[Point-based annotation data]
:::::

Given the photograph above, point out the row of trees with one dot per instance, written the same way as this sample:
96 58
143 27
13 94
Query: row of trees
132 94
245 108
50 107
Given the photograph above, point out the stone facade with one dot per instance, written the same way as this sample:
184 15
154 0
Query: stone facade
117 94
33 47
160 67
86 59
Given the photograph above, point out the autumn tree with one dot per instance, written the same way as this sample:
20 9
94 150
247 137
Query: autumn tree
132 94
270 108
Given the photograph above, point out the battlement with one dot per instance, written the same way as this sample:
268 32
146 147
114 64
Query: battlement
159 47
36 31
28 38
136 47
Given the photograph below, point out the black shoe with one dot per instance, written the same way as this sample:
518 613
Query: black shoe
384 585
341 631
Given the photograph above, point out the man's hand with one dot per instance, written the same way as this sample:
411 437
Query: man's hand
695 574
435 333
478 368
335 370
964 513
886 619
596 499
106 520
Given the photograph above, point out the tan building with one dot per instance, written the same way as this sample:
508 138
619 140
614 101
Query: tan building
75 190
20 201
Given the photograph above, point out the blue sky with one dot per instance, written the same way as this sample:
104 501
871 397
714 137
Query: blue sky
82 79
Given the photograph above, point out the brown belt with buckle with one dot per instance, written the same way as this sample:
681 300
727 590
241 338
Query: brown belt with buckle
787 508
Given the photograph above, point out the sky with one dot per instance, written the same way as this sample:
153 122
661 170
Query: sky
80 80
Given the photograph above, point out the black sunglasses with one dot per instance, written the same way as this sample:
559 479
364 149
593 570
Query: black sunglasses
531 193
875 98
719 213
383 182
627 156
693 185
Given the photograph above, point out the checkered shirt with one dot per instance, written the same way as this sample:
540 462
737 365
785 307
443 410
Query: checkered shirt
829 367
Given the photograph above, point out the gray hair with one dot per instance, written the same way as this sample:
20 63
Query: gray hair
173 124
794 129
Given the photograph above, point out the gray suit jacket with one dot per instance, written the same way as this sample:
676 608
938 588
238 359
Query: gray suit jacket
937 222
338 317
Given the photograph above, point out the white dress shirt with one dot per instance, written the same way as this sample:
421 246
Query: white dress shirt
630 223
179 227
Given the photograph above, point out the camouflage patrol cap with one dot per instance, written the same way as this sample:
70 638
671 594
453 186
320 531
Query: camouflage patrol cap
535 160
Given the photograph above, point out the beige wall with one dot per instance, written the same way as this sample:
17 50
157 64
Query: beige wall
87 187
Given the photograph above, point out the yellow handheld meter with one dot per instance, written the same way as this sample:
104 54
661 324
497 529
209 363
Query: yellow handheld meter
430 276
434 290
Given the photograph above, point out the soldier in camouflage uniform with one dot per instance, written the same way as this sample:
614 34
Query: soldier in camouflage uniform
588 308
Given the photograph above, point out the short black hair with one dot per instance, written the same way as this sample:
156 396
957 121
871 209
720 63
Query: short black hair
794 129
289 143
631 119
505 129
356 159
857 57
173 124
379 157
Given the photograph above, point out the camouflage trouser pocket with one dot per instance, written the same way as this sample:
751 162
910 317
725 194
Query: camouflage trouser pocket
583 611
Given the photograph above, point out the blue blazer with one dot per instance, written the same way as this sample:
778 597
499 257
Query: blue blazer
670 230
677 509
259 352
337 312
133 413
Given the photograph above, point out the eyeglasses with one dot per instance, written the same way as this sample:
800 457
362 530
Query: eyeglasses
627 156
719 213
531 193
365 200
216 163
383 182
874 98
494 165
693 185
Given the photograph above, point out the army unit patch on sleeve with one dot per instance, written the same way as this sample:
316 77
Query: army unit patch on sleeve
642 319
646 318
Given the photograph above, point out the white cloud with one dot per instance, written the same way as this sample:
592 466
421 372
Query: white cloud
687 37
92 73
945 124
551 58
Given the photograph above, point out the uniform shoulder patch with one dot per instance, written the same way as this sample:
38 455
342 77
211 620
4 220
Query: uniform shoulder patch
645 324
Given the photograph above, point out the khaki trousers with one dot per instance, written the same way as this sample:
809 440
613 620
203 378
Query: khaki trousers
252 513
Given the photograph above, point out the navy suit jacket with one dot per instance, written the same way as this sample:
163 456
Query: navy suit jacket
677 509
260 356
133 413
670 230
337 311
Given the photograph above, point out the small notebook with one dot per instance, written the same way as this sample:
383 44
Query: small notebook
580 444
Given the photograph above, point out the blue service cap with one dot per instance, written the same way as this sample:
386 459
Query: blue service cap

:::::

• _Task prompt_
Transcribe each entry precisely, missing none.

• _Result of the task_
Given the photograph above, point out the row of trees with one dot per instance, written the same way as this sample:
96 58
143 27
13 94
Query: row of trees
132 94
245 108
50 107
Given the photograph above, point out the stone facade with one dot per instance, written the same way as this sample:
184 15
154 0
Query: stone facade
117 94
33 47
160 67
86 59
Given the photograph above, point out the autumn tree with one dot per instance, written the same way as this sample:
20 9
94 150
247 137
Query: autumn tree
132 94
270 108
Given the photograph above, point out the battlement with one dot per instance, written the same way as this sample:
268 32
146 147
114 64
Query: battlement
159 47
36 31
28 38
136 47
Given the photograph below, point out the black shoe with one dot per instance, written the same way as this sample:
518 613
Query: black shoe
384 585
341 631
Given the photograph above, point out the man's hand with one dot per instance, written the same way as this sample:
411 437
Query: man's hand
695 574
435 333
478 368
335 370
964 513
886 619
596 499
106 520
Given the photograph above, point out the tan building with one dot per instance, written the same way as this sample:
508 138
619 140
614 101
Query: tan building
75 190
20 201
Given the photograph above, point out the blue sky with one dot per instance, written the same way as this sample:
104 501
871 397
714 137
Query: blue sky
82 79
Given the photograph above, point out the brown belt with buckle with one dot per instance, written the same way as this sample:
681 300
727 590
241 338
Query: brown belt with buckle
787 508
Given the photograph above, point out the sky with one dot per instance, written the same way as this sample:
153 122
661 170
Query: sky
80 80
Given the photograph above, point out the black sunglasses with one dot per instance, written the same way as this sample:
559 479
364 149
593 570
Query: black sunglasses
531 193
875 98
719 213
383 182
627 156
693 185
Given the photograph above, point out the checkered shirt with one dot per instance, written the same way as this sample:
540 462
737 365
785 307
443 410
Query: checkered shirt
829 367
Given the photograph above, point out the gray hair with one dot per instance, written the same way as this sample:
20 63
Query: gray hair
173 124
794 129
Given the photograph above, point out the gray suit jacket with one dot per instance, written the same way as this sample:
676 608
938 588
238 359
Query: gray suit jacket
937 222
338 317
Given the photograph above, point out the white dress shirt with one dot per instance, written the same way as this sample:
421 246
Query: white dress shirt
630 223
179 227
Given the photograph above, point out the camouflage patrol cap with one dot per instance, written the same way as this sample:
70 638
671 594
453 186
320 531
Query: camouflage patrol cap
535 160
Given the photograph above, point out the beige wall with one dot per instance, written the same way as this sample:
17 50
157 64
Query: beige wall
87 187
Given the photograph above, point out the yellow handheld meter with one dot per instance, written the same way as this sample:
104 54
661 324
497 529
209 363
Query: yellow handheld meter
430 276
434 290
Given the photograph above, point out the soldier in camouflage uniform with one dot per instance, written the same way as this sample:
614 34
Query: soldier in camouflage uniform
588 308
Given the photograph above, point out the short black hair with one dot per instance, written the same way as this sample:
156 396
957 121
871 209
720 63
Query: short black hair
794 129
289 143
631 119
505 129
356 159
857 57
173 124
379 157
Given the photograph above, point out the camouflage trouser pocket with one dot per instance, written the same way as this sample:
751 162
910 317
725 194
Query: camouflage trouser pocket
583 611
Given the photograph above, point out the blue blazer with one dot per instance, written the same way as this sample:
778 597
499 257
Query: blue blazer
670 230
677 509
259 352
337 312
133 413
Given the photograph above, point out the eyeglasses with one dot per instance, written the same way as this sample:
800 457
362 530
Query: eyeglasses
627 156
719 213
531 193
365 200
216 163
383 182
874 98
494 165
693 185
Given the photograph above, point out the army unit patch on sleeve with one dot per instance, written the same way as this sample:
316 77
Query: army unit patch on sleeve
642 319
646 318
Given the photograph above, point out the white cloud with one dot per instance, written the same way as this sample:
592 466
421 372
Query: white cloud
687 37
92 73
945 124
551 58
Given the photograph above, point out the uniform shoulder patch with one dot per instance, written the same way as this sample:
38 455
342 77
211 620
4 220
Query: uniform shoulder patch
645 324
Given the photograph above, point out the khaki trousers with one dot per instance, written the same way as this sample:
809 440
613 620
203 378
Query: khaki trousers
252 513
Given the photograph above, point out the navy suit jacket with one dot per instance, written the same way as this sample:
163 456
Query: navy suit jacket
677 509
260 356
133 413
670 230
337 311
Given the photograph above, point out the small notebook with one dot per instance, written the same way as this sample:
383 44
Query: small notebook
580 444
Given the photograph above, point out the blue service cap with one dot per instance, written the same way as this sample:
386 459
Query: blue service cap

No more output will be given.